» Compito assegnato a
Individua nei record tutte le righe che contengono la stringa "positive" e copiale, rispettando maiuscole e minuscole.

» Testo del documento
:::::

Archivio blog

giovedì 20 febbraio 2020



A CURA DI PAOLO RADI 






UNA CONVERSAZIONE
     

     
 CON  






ENERI   
TARAJ 






Eneri questa è la presentazione, puoi vedere se è tutto ok? Poi ci sono le domande, dopo avermi scritto le risposte, puoi inviarmi alcune foto, ciao e grazie.


Eneri Taraj 8.5.96 è nato a Valona (Albania) a 1 anno e mezzo si trasferisce in Italia con la sua famiglia, per un breve periodo ha vissuto a Frosinone, poi si è trasferito definitivamente a Pontedera all’ età di 3 anni. 

Gioco a calcio per divertirsi, ha iniziato vicino casa alla Bellaria Cappuccini fino a quando all’età di 16 anni non va a giocare nella Pecciolese, dopo 6 mesi di juniores, milita in prima squadra in promozione per 3 anni.

Successivamente grazie a un suo caro allenatore approda in Eccellenza a Pietrasanta e da lì cambia diverse squadre, sempre in eccellenza, come: Cenaia, Fucecchio, Cecina, Camaiore, in questo momento è di nuovo al Fucecchio.












La prima domanda è un classico: quando ha scoperto che il calcio sarebbe diventato la sua più grande passione?

Penso... da quando sono nato, anzi ne sono sicuro, ricordo ancora una foto da piccino con un pallone che stringevo forte, poi crescendo il calcio è diventata la mia vera felicità.





I suoi genitori hanno cercato di assecondarla, oppure le hanno detto la classica frase: “...non sarebbe meglio che pensassi allo studio?”

No, anzi oltre ad appoggiarmi economicamente, portandomi agli allenamenti e alle partite, mi appoggiavano anche moralmente, ma sempre mettendo al primo posto lo studio.

:::::

» Compito assegnato b
Riproduci per intero l'intervista a Eneri Taraj senza alcuna modifica.

» Dati mostrati
:::::

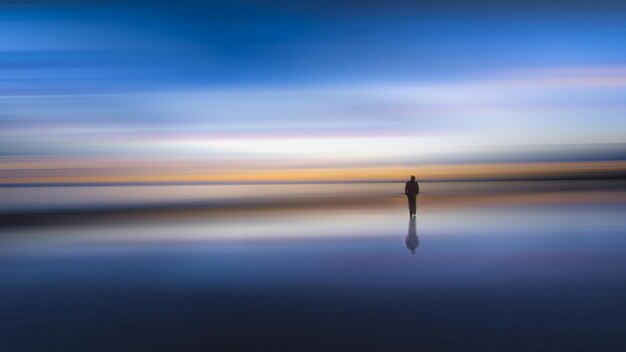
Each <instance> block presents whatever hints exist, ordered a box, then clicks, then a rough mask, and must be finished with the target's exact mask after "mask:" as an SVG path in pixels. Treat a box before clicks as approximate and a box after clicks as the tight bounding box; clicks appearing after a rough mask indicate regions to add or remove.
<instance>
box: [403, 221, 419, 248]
mask: <svg viewBox="0 0 626 352" xmlns="http://www.w3.org/2000/svg"><path fill="white" fill-rule="evenodd" d="M405 242H406V248H408V249H410V250H411V254H415V250H416V249H417V247H418V246H419V245H420V240H419V238H417V224H416V223H415V218H411V219H410V220H409V233H408V234H407V235H406V240H405Z"/></svg>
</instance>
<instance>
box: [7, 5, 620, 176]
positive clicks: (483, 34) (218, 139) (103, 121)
mask: <svg viewBox="0 0 626 352" xmlns="http://www.w3.org/2000/svg"><path fill="white" fill-rule="evenodd" d="M624 18H626V4H625V3H623V2H620V1H593V2H588V1H524V2H512V1H507V2H495V1H474V0H470V1H442V2H436V4H433V2H426V1H395V0H390V1H271V2H270V1H228V2H211V1H133V2H122V1H82V2H73V1H2V2H0V126H1V128H0V182H2V183H19V182H24V181H25V180H26V181H29V180H30V181H33V182H46V181H50V180H51V181H55V182H56V181H64V180H65V181H68V180H69V181H75V180H79V181H81V180H82V181H98V182H100V181H107V180H111V181H124V180H126V181H141V180H174V181H175V180H205V179H206V180H222V181H228V180H230V179H232V177H233V175H236V174H241V172H242V171H244V170H251V169H252V170H266V171H267V173H268V175H269V176H266V179H271V178H272V177H274V178H276V179H281V175H285V174H286V173H292V174H293V172H295V171H294V170H309V173H310V172H311V170H317V171H316V172H314V173H312V174H314V175H316V177H318V176H319V175H320V174H324V173H325V172H328V173H330V174H333V173H334V174H337V172H338V171H337V170H338V169H354V170H359V172H361V171H363V172H364V173H365V174H364V175H363V176H362V177H363V178H368V177H373V178H376V177H382V176H381V175H384V170H394V171H393V172H394V175H396V172H400V171H398V170H402V171H401V172H404V170H407V169H411V168H415V167H418V166H423V165H467V164H475V163H510V162H538V161H544V162H545V161H550V162H572V161H575V162H576V161H577V162H588V161H602V162H606V161H607V160H608V161H621V160H624V158H625V157H626V148H624V145H623V142H624V136H626V115H625V113H626V42H625V41H624V38H626V21H624V20H623V19H624ZM333 170H334V171H333ZM381 170H382V171H381ZM295 174H296V176H290V179H291V178H296V179H297V178H298V177H299V176H297V175H302V174H301V173H298V172H296V173H295ZM183 176H184V177H183ZM81 177H82V178H81ZM346 177H348V176H346ZM349 177H354V176H353V175H352V174H351V175H350V176H349ZM394 177H395V176H394ZM331 178H332V177H331ZM383 178H384V177H383Z"/></svg>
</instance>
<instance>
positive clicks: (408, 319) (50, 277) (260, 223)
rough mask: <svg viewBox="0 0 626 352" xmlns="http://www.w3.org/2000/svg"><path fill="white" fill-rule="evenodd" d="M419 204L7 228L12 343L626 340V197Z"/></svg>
mask: <svg viewBox="0 0 626 352" xmlns="http://www.w3.org/2000/svg"><path fill="white" fill-rule="evenodd" d="M404 207H405V204H404V203H403V202H402V203H398V206H395V205H392V206H386V207H384V208H377V209H355V210H345V209H344V210H341V209H315V208H311V209H304V210H283V211H273V212H265V213H262V214H261V213H240V214H239V213H231V214H229V215H224V216H218V217H211V216H208V215H207V216H200V217H190V218H183V219H178V218H158V219H154V218H148V219H146V218H143V219H138V220H137V221H129V220H125V221H124V222H110V223H99V224H92V225H84V226H83V225H80V226H78V225H76V226H69V225H68V226H59V227H45V228H32V229H14V230H4V233H3V235H2V237H1V240H0V241H1V245H0V310H1V312H2V314H1V319H0V344H1V345H0V350H2V351H27V350H41V351H43V350H45V351H55V350H56V351H86V350H88V351H174V350H202V351H205V350H246V349H254V350H267V351H287V350H290V351H293V350H298V351H302V350H304V351H320V350H341V351H345V350H369V351H381V350H399V351H405V350H406V351H408V350H427V351H461V350H462V351H468V350H476V351H485V350H497V351H501V350H504V351H528V350H534V351H586V352H587V351H617V350H623V349H624V348H625V347H626V305H625V304H624V297H626V220H625V218H624V216H623V214H624V210H626V207H625V206H624V205H622V204H603V203H593V202H587V203H584V204H578V205H571V204H568V205H562V206H557V205H541V204H535V205H533V206H528V205H525V206H515V205H508V206H486V205H480V204H479V205H475V206H469V205H464V206H457V207H439V208H437V207H429V206H428V204H427V203H426V204H424V205H423V206H422V207H421V209H420V212H419V213H418V218H417V219H411V220H410V221H409V225H408V233H407V235H406V237H405V245H406V248H407V249H408V250H410V251H411V252H412V253H413V252H415V251H416V250H417V249H418V246H419V255H415V256H412V255H406V254H407V253H406V249H404V248H402V247H400V246H399V245H400V238H401V237H399V234H402V235H400V236H404V233H405V231H407V228H406V226H407V219H406V214H405V213H406V212H405V209H404ZM417 227H419V229H420V230H419V238H418V234H417ZM420 240H421V241H422V243H421V245H420Z"/></svg>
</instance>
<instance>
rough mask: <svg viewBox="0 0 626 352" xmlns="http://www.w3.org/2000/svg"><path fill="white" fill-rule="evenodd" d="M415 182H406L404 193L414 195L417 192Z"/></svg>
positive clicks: (416, 192)
mask: <svg viewBox="0 0 626 352" xmlns="http://www.w3.org/2000/svg"><path fill="white" fill-rule="evenodd" d="M418 189H419V188H418V185H417V182H413V181H409V182H407V183H406V191H407V192H406V193H407V194H408V195H410V196H416V195H417V193H418Z"/></svg>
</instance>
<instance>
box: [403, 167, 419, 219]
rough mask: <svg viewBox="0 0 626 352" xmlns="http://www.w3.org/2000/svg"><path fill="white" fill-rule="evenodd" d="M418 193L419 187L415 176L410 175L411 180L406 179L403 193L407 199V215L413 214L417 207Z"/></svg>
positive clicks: (418, 191)
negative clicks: (406, 180)
mask: <svg viewBox="0 0 626 352" xmlns="http://www.w3.org/2000/svg"><path fill="white" fill-rule="evenodd" d="M419 193H420V187H419V185H418V184H417V182H416V181H415V176H413V175H411V181H407V183H406V185H405V186H404V194H405V195H406V198H407V199H408V201H409V216H415V211H416V208H417V204H416V202H417V195H418V194H419Z"/></svg>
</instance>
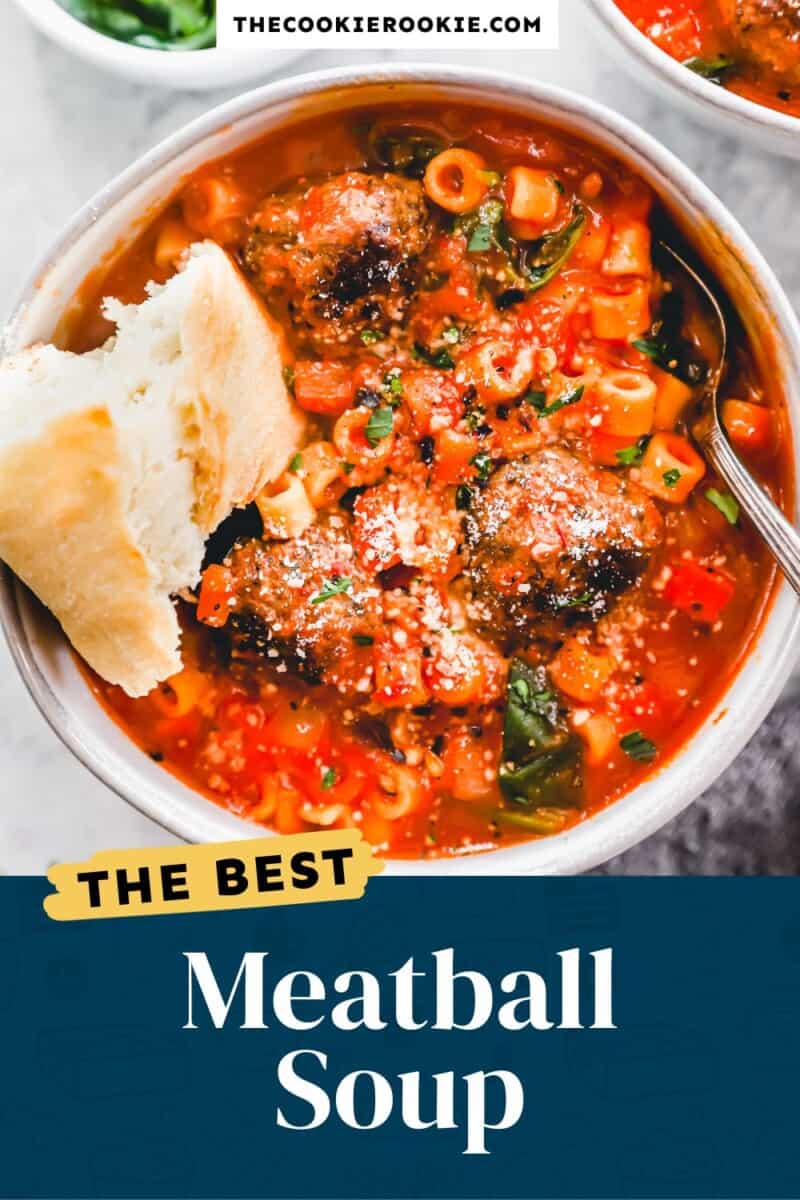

:::::

» Soluzione a
positive clicks: (483, 34) (218, 139) (103, 121)
positive clicks: (408, 319) (50, 277) (260, 223)
positive clicks: (416, 192)
positive clicks: (418, 191)

» Soluzione b
Archivio blog

giovedì 20 febbraio 2020



A CURA DI PAOLO RADI 






UNA CONVERSAZIONE
     

     
 CON  






ENERI   
TARAJ 






Eneri questa è la presentazione, puoi vedere se è tutto ok? Poi ci sono le domande, dopo avermi scritto le risposte, puoi inviarmi alcune foto, ciao e grazie.


Eneri Taraj 8.5.96 è nato a Valona (Albania) a 1 anno e mezzo si trasferisce in Italia con la sua famiglia, per un breve periodo ha vissuto a Frosinone, poi si è trasferito definitivamente a Pontedera all’ età di 3 anni. 

Gioco a calcio per divertirsi, ha iniziato vicino casa alla Bellaria Cappuccini fino a quando all’età di 16 anni non va a giocare nella Pecciolese, dopo 6 mesi di juniores, milita in prima squadra in promozione per 3 anni.

Successivamente grazie a un suo caro allenatore approda in Eccellenza a Pietrasanta e da lì cambia diverse squadre, sempre in eccellenza, come: Cenaia, Fucecchio, Cecina, Camaiore, in questo momento è di nuovo al Fucecchio.












La prima domanda è un classico: quando ha scoperto che il calcio sarebbe diventato la sua più grande passione?

Penso... da quando sono nato, anzi ne sono sicuro, ricordo ancora una foto da piccino con un pallone che stringevo forte, poi crescendo il calcio è diventata la mia vera felicità.





I suoi genitori hanno cercato di assecondarla, oppure le hanno detto la classica frase: “...non sarebbe meglio che pensassi allo studio?”

No, anzi oltre ad appoggiarmi economicamente, portandomi agli allenamenti e alle partite, mi appoggiavano anche moralmente, ma sempre mettendo al primo posto lo studio.